### СПИСОК ЗАДАНИЙ
A. На сколько лет Алмазов был моложе Островского, согласно отрывку о «Москвитянине»?
B. Воспроизведите дословно фрагмент отрывка о «Москвитянине» между словами «Отец Алмазова был» и «всему молодому, свежему.» включительно.
C. Продолжите отрывок о «Москвитянине» с того места, на котором он заканчивается.

### ТЕКСТ

Александр Островский - Владимир Яковлевич Лакшин
Приходилось работать со связанными руками. То и дело вспыхивали недоразумения. Погодин то поощрял, то отталкивал свою молодежь. И все же усердием новых сотрудников журнал стал приобретать более серьезный литературный характер: появлялись повести Писемского, Григоровича, И. Кокорева, новые сочинения Островского. Обозрения петербургских журналов придали «Москвитянину» современный интерес, возродилась полемика. Идеи кружка выражались поначалу с умеренным благоразумием, без резких «русофильских» крайностей, да, пожалуй, они и стали созревать, формулироваться более определенно, лишь когда появилась возможность их изложить. Но новизной была уже симпатия к народной теме («демократизм») и требование искренности в литературе («непосредственность»). Об искренности, отсутствии тенденциозной заданности как необходимом достоинстве произведения писал Островский в рецензии на «Тюфяк» Писемского, этот же тезис горячо развивал Евгений Эдельсон в отзыве на новую повесть Евг. Тур «Две сестры»[195].
Самый молодой из новобранцев «Москвитянина», Борис Алмазов, так и кипел желанием вступить в бой с пороками, развратом, злоупотреблениями, которые виделись ему повсюду. Алмазов был четырьмя годами моложе Островского и с юным пылом жаждал справедливости и правды, хотел смеяться и обличать. Он объяснял Погодину, что не может говорить правду вполовину. В литературе полуправда губительна. «Не все ли это равно, – восклицал Алмазов, – что судье взять не всю предложенную ему взятку, а только половину ее, – и после хвастаться своей честностью перед теми, кто взял полные взятки»[196].
Отец Алмазова был известный московский богач, но уединился в своем имении и мало заботился о будущем сына. Алмазов не смог окончить университетского курса, потому что опоздал внести плату. Он имел отвращение к канцелярской службе, женился на бедной девушке и стойко сносил вместе с нею все лишения. Жизнь помогла ему накопить изрядный запас молодой злости против ветхих и благополучных стариков, и в жизни, и в литературе, и в науке ставивших преграды всему молодому, свежему.

### ИМЕЮЩИЙСЯ МАТЕРИАЛ

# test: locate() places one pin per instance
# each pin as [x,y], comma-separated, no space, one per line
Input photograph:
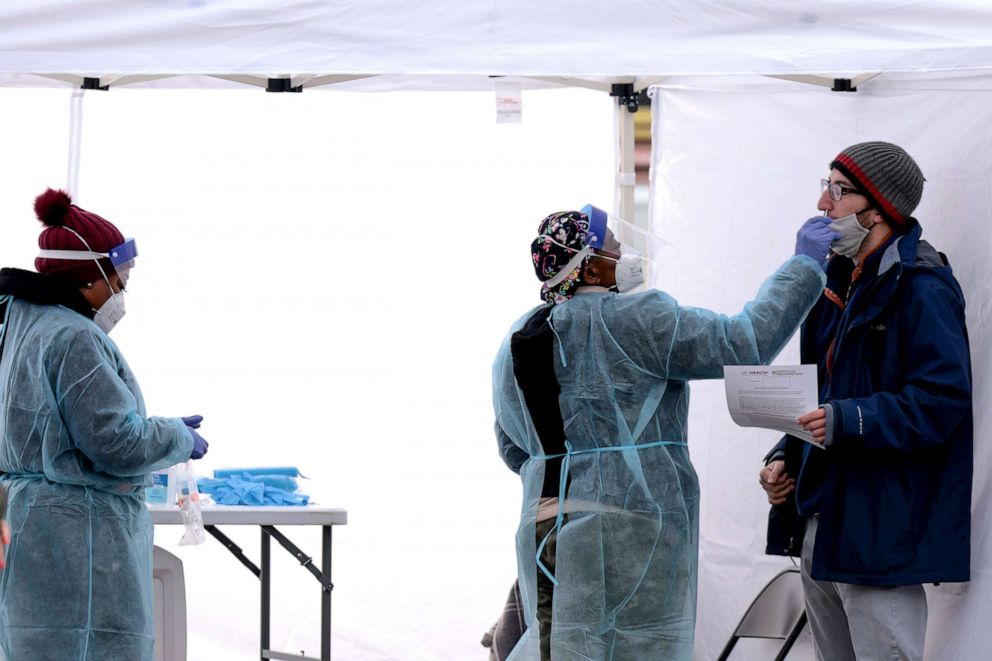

### ОТВЕТЫ ПО ПОРЯДКУ
A. На четыре года.

B.
Отец Алмазова был известный московский богач, но уединился в своем имении и мало заботился о будущем сына. Алмазов не смог окончить университетского курса, потому что опоздал внести плату. Он имел отвращение к канцелярской службе, женился на бедной девушке и стойко сносил вместе с нею все лишения. Жизнь помогла ему накопить изрядный запас молодой злости против ветхих и благополучных стариков, и в жизни, и в литературе, и в науке ставивших преграды всему молодому, свежему.

C.
В обществе неловкий, застенчиво краснеющий, не знавший, куда девать свои длинные ноги, он, когда задевали больные для него темы, говорил хорошо и язвительно. Природой ему был дан насмешливый склад ума и легкое, живое перо. Он свободно рифмовал и не затруднялся в изъяснении сложных эстетических истин разговорным слогом, нередко с примесью иронии.
Он изобрел себе псевдоним – Эраст Благонравов – и стал печатать на страницах чопорно-скучного «Москвитянина» некое странное сочинение, да не в одном номере, а с продолжением. Критическую статью он переложил в диалог и соединил в ней фельетон, очерк нравов, памфлет и фантастическую сатиру. Сам Эраст Благонравов выступал в статье как действующее лицо, а остро очерченные литературные персонажи представляли оттенки критических мнений. Статья называлась несколько витиевато: «Сон по случаю одной комедии. Драматическая фантазия с отвлеченными рассуждениями, патетическими местами, хорами, танцами, торжеством добродетели, наказанием порока, бенгальским огнем и великолепным спектаклем». Трактовала статья, и довольно прозрачно, о запрещенной комедии «Банкрот»[197].
Своими едкими озорными фельетонами Алмазов, может быть, более всего способствовал перемене репутации старого «Москвитянина». Журнал как бы объявлял читателям, что намерен издаваться по-новому. Эраст Благонравов разрешил себе посмеяться не только над петербургскими журналами и кумирами «западнической» публики (в господине, который всему на свете предпочитал комфорт, светское общество, верховую езду в манеже, ценил английскую сдержанность, а в повестях своих бранил «Москву, провинцию, неумение одеваться к лицу», узнавали черты Панаева). Молодой критик не оставил в покое и самого Погодина и под кровом его же журнала иронизировал над неким «страстным любителем славянских древностей», который трудится над исследованиями «О ложке Александра Македонского» и «О вилке Дария Истаспа».
Протест против пустопорожней «светскости» в литературе, шаркающего «дендизма» и бесплодной ученой схоластики, горячее участие к проявлениям искренности, самобытности разделяли все члены «молодой редакции». От этих слишком общих притяжений и отталкиваний здорового вкуса стал постепенно уходить и выделяться резкостью суждений Аполлон Григорьев. С каждым месяцем он все более претендовал на роль идейного главы и главного теоретика кружка.
Смутно рисуемые, но страстно выраженные идеи нового понимания народности, да и роли искусства в жизни проповедовались им все с большей решимостью, и это смущало Погодина и других старых сотрудников и приверженцев «Москвитянина». Что угодно, но с официальной народностью и старозаветными эстетическими вкусами Ап. Григорьев мириться не хотел. И в этом был непрестанный источник его недоразумений с издателем.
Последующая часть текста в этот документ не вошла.